**SOURCE:**

"Mes Monstres", souvenirs de Dino Risi

Ame perdue ?

 

Les mémoires de Dino Risi portent bien leur titre, Mes Monstres. La lecture de cet assemblage de textes suscite plus le malaise que le rire.

 

La publication des mémoires de Dino Risi, intitulés Mes Monstres en référence à l’un des ses films les plus célèbres, a suscité dans la presse des réactions un peu étranges, relevant souvent de ce que les Anglais appellent lip service. Quelques formules enthousiastes, mais bouclées en moins de dix lignes, avec reprise de deux ou trois anecdotes, toujours les mêmes, starring Mastroianni, qui, devant embrasser Romy Schneider sur le tournage de Fantôme d’amour, se serait écrié ; « Et dire que je suis payé pour faire cela ! » ou Catherine Deneuve, qui ne craignit pas d’envoyer au réalisateur une lettre d’insultes pour lui dire tout le mal qu’elle pensait de lui et du traitement qu’il lui avait infligé sur le tournage d’Anima persa.

**DONNÉES FOURNIES:**
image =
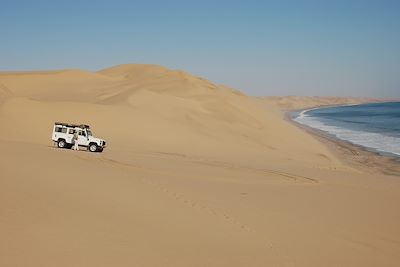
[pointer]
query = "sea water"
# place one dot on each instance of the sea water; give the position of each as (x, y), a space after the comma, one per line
(375, 126)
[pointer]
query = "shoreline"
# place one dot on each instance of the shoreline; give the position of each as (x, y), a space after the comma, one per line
(351, 154)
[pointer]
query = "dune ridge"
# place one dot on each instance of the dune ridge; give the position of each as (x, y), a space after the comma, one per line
(195, 174)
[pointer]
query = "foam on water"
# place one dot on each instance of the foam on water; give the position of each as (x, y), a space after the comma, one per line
(375, 141)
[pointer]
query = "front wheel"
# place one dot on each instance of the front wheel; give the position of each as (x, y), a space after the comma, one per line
(92, 147)
(61, 144)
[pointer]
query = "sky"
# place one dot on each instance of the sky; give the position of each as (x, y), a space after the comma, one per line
(314, 47)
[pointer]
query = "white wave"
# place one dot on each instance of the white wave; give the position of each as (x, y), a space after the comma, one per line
(374, 141)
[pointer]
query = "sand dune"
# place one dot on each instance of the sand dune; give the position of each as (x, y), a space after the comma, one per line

**BUT VISÉ:** Pouvez-vous restituer mot pour mot, du titre à la dernière phrase, l'article sur les mémoires de Dino Risi ?

**CORRIGÉ:**
"Mes Monstres", souvenirs de Dino Risi

Ame perdue ?

 

Les mémoires de Dino Risi portent bien leur titre, Mes Monstres. La lecture de cet assemblage de textes suscite plus le malaise que le rire.

 

La publication des mémoires de Dino Risi, intitulés Mes Monstres en référence à l’un des ses films les plus célèbres, a suscité dans la presse des réactions un peu étranges, relevant souvent de ce que les Anglais appellent lip service. Quelques formules enthousiastes, mais bouclées en moins de dix lignes, avec reprise de deux ou trois anecdotes, toujours les mêmes, starring Mastroianni, qui, devant embrasser Romy Schneider sur le tournage de Fantôme d’amour, se serait écrié ; « Et dire que je suis payé pour faire cela ! » ou Catherine Deneuve, qui ne craignit pas d’envoyer au réalisateur une lettre d’insultes pour lui dire tout le mal qu’elle pensait de lui et du traitement qu’il lui avait infligé sur le tournage d’Anima persa.